### Problem description
Reproduce the entries that follow verbatim, down to the final line.

### Data records
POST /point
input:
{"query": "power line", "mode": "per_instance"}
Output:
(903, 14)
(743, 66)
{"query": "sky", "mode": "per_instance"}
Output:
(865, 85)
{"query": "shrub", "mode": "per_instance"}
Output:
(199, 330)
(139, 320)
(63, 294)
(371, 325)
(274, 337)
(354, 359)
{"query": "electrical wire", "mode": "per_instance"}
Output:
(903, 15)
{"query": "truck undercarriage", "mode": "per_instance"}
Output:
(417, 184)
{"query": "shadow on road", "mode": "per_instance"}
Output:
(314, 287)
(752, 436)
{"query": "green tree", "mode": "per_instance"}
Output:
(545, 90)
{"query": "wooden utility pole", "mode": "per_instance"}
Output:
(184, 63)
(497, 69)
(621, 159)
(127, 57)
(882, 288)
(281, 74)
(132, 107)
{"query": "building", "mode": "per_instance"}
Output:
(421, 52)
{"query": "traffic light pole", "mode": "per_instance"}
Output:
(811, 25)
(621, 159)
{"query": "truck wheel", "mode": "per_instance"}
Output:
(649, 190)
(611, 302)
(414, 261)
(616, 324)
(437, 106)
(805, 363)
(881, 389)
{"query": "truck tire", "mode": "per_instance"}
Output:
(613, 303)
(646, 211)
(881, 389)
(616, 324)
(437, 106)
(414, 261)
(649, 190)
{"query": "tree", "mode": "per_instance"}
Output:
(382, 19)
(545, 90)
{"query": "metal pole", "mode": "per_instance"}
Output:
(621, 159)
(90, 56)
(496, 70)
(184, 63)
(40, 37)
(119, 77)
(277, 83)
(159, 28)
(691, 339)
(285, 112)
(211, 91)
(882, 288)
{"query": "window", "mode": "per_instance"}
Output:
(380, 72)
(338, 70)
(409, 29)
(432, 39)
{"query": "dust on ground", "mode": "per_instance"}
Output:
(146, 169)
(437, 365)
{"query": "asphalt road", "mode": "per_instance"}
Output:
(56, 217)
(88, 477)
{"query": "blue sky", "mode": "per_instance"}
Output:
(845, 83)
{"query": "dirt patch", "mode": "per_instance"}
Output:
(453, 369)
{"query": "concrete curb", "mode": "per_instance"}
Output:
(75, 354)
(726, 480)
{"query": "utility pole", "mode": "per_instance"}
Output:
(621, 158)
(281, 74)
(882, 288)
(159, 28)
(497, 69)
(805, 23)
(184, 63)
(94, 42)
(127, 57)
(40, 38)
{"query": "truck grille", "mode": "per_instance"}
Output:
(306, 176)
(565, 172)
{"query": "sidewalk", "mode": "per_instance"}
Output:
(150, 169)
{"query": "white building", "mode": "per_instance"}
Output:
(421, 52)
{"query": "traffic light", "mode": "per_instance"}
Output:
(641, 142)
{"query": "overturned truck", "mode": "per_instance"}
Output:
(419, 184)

### Finished task
POST /point
input:
{"query": "power line", "mode": "per_instance"}
Output:
(903, 14)
(743, 66)
{"query": "sky", "mode": "per_instance"}
Output:
(865, 85)
{"query": "shrub", "mode": "per_instance"}
Output:
(199, 330)
(139, 320)
(63, 294)
(371, 325)
(274, 337)
(354, 359)
{"query": "electrical wire", "mode": "per_instance"}
Output:
(903, 15)
{"query": "truck undercarriage", "mode": "per_instance"}
Output:
(417, 184)
{"query": "shadow on road", "mode": "per_instance"}
Output:
(314, 287)
(752, 436)
{"query": "green tree", "mode": "per_instance"}
Output:
(545, 90)
{"query": "wooden utility pole", "mode": "per_instance"}
Output:
(184, 63)
(497, 69)
(621, 159)
(127, 57)
(882, 288)
(281, 74)
(132, 107)
{"query": "building", "mode": "per_instance"}
Output:
(421, 52)
{"query": "traffic light pole", "mode": "per_instance"}
Output:
(811, 25)
(621, 159)
{"query": "truck wheel", "mode": "per_instance"}
Output:
(649, 190)
(611, 302)
(414, 261)
(616, 324)
(437, 106)
(805, 363)
(881, 389)
{"query": "truck tire", "mode": "per_instance"}
Output:
(613, 303)
(646, 211)
(881, 389)
(616, 324)
(437, 106)
(414, 261)
(649, 190)
{"query": "tree", "mode": "per_instance"}
Output:
(382, 19)
(545, 90)
{"query": "metal pole", "mode": "per_instance"}
Output:
(621, 159)
(90, 56)
(496, 70)
(184, 63)
(40, 37)
(119, 77)
(277, 83)
(159, 28)
(691, 339)
(285, 112)
(211, 91)
(882, 288)
{"query": "window", "mode": "per_instance"}
Output:
(380, 72)
(338, 70)
(409, 29)
(432, 39)
{"query": "dust on ground", "mode": "per_instance"}
Output:
(146, 169)
(437, 365)
{"query": "asphalt road", "mode": "per_instance"}
Output:
(56, 217)
(88, 477)
{"query": "blue sky", "mode": "per_instance"}
Output:
(845, 83)
{"query": "dirt patch", "mode": "per_instance"}
Output:
(453, 369)
{"query": "concrete curb", "mode": "per_instance"}
Output:
(75, 354)
(726, 480)
{"query": "utility pole", "mode": "per_instance"}
Output:
(621, 158)
(281, 74)
(882, 288)
(159, 28)
(497, 69)
(805, 23)
(184, 63)
(94, 42)
(127, 57)
(40, 38)
{"query": "truck grille", "mode": "per_instance"}
Output:
(306, 176)
(565, 172)
{"query": "sidewalk", "mode": "per_instance"}
Output:
(150, 169)
{"query": "white building", "mode": "per_instance"}
Output:
(421, 52)
{"query": "traffic light", "mode": "per_instance"}
Output:
(641, 142)
{"query": "overturned truck", "mode": "per_instance"}
Output:
(419, 184)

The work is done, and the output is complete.